▶ [Items]

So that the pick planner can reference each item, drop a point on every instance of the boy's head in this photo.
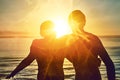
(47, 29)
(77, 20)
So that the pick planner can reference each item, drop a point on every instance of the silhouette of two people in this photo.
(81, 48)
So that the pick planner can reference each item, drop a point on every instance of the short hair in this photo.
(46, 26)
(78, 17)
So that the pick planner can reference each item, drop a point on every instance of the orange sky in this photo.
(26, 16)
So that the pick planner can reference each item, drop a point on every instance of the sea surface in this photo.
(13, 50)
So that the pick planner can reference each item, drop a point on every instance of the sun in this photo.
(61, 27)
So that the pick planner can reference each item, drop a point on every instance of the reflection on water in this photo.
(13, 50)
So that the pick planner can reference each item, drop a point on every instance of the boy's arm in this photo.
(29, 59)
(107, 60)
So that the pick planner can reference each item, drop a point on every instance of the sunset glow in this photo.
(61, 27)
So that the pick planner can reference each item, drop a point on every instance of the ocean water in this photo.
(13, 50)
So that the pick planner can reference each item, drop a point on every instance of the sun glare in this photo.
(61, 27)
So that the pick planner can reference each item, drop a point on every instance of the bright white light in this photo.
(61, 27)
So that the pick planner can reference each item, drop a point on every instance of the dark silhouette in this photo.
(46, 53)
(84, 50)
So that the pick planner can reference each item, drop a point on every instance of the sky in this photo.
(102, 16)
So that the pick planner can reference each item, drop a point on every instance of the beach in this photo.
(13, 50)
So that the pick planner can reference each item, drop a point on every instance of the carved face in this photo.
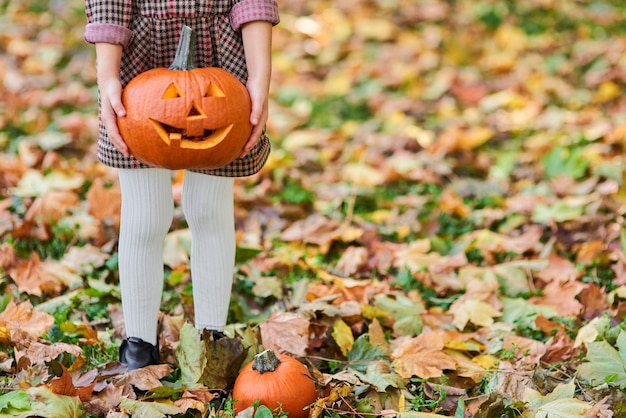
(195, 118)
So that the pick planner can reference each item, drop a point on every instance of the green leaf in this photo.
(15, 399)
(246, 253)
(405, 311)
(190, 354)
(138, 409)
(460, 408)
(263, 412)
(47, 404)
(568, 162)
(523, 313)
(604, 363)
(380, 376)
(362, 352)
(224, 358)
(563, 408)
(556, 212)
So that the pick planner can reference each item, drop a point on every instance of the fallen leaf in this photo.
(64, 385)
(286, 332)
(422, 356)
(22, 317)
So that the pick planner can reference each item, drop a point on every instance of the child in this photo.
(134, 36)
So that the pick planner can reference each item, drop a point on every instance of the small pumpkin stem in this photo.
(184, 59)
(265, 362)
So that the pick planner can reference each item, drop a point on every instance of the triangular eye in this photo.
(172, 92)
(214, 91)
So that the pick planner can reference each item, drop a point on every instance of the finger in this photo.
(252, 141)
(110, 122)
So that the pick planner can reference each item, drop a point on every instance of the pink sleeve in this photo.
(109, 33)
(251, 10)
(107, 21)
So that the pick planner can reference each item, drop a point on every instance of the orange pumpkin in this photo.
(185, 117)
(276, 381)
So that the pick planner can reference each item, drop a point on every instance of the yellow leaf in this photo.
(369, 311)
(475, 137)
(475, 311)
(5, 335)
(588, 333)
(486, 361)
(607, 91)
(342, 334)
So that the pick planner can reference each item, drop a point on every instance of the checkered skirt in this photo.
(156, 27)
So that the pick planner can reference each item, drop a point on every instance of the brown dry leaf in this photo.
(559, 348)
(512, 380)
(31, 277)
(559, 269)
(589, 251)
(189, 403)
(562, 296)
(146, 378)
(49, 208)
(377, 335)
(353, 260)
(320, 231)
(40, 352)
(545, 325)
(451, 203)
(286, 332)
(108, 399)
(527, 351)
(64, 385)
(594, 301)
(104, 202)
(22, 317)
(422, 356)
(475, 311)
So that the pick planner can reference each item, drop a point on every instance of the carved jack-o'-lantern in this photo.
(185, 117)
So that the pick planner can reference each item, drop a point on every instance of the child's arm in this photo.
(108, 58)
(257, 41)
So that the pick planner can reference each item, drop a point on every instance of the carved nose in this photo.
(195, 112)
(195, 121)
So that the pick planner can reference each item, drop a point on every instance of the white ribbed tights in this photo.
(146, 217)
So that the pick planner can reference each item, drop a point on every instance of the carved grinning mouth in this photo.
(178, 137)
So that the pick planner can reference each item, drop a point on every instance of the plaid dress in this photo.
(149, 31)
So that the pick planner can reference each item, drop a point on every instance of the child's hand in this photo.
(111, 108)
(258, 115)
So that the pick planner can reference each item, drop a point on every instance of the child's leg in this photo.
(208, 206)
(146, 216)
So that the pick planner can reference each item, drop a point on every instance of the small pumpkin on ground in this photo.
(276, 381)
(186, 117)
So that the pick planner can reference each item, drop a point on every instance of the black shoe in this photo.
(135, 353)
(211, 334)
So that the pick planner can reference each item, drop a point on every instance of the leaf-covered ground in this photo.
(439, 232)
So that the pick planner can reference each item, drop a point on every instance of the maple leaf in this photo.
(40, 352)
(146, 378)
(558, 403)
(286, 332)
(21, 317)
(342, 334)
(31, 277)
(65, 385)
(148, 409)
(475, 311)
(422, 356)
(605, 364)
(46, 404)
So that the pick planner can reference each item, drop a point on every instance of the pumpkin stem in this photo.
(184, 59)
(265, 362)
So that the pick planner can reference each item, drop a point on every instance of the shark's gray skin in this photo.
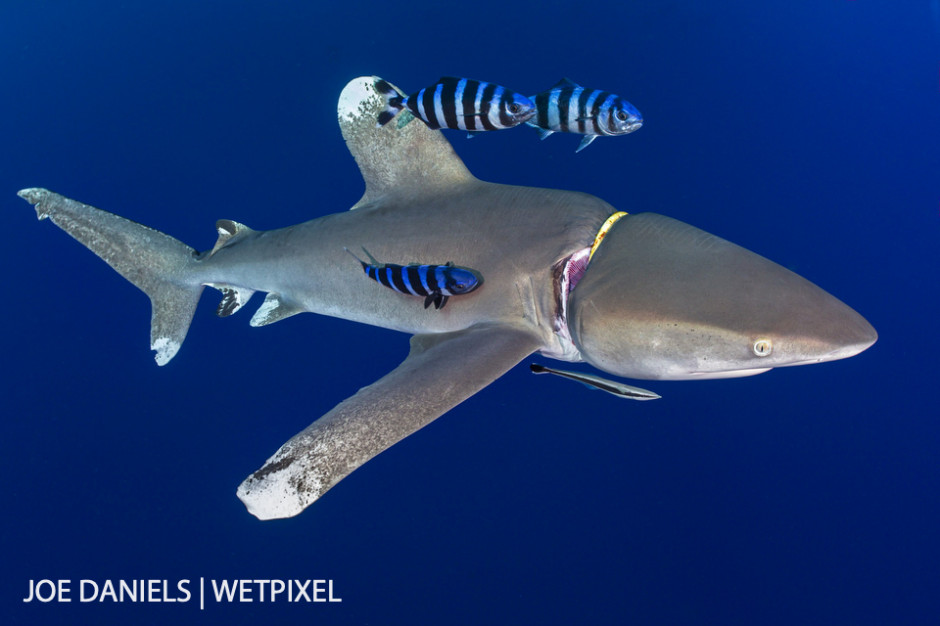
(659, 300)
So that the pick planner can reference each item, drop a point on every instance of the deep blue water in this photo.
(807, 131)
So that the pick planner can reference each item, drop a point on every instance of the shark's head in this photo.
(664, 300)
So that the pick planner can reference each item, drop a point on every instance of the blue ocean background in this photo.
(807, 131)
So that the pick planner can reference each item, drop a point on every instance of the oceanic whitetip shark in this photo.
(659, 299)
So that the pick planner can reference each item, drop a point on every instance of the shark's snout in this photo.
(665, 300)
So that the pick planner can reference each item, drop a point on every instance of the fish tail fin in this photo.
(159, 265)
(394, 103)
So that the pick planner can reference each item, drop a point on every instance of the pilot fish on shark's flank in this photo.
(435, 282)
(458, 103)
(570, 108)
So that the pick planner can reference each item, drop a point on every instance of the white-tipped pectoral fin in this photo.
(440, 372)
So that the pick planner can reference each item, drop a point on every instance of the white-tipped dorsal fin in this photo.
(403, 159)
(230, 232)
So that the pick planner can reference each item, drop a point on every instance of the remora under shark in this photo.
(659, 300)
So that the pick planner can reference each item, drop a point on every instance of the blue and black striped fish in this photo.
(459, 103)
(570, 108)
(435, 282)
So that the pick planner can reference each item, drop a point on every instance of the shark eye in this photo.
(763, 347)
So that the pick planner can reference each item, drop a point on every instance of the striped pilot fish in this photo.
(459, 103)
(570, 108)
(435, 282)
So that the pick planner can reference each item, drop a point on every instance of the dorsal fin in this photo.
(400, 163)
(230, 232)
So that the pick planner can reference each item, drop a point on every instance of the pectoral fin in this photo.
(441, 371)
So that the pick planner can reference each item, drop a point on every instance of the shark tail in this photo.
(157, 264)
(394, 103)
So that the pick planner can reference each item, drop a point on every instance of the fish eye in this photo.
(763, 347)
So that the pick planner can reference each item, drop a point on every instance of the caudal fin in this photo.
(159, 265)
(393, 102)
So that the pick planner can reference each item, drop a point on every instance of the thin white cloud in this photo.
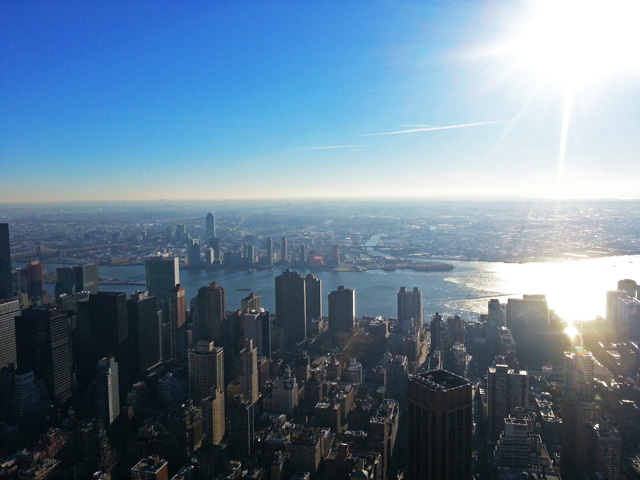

▶ [To do] The pictures stay out; repeat exactly the lines from the one with "shark eye in this photo." to the end of the entries above, and nothing else.

▶ [Answer for this exercise]
So that the pick planner can reference each item, drop a point on every instance of the shark eye in this photo.
(763, 347)
So that the pick planner can reference each item, drop a point on every instance of the striped pilot fish in this photo.
(459, 103)
(570, 108)
(435, 282)
So that the pick planner can reference each item, drop a point on every instance of the dorsal fin in this photo.
(400, 163)
(230, 232)
So that the pick planner can reference each item, drop a point on every instance of the pectoral fin in this photo.
(441, 371)
So that the pick planner can reference each item, drop a point on every instance of the shark tail in this photo.
(157, 264)
(394, 103)
So that the pick planner can reference each item, drop a point on every instance of the fish eye in this photo.
(763, 347)
So that the pick planner can reference each item, drop a point on every instance of the caudal fin in this photo.
(159, 265)
(393, 102)
So that the pick planner can reference each item, drop a point on every instance of the thin white cloud in this photo.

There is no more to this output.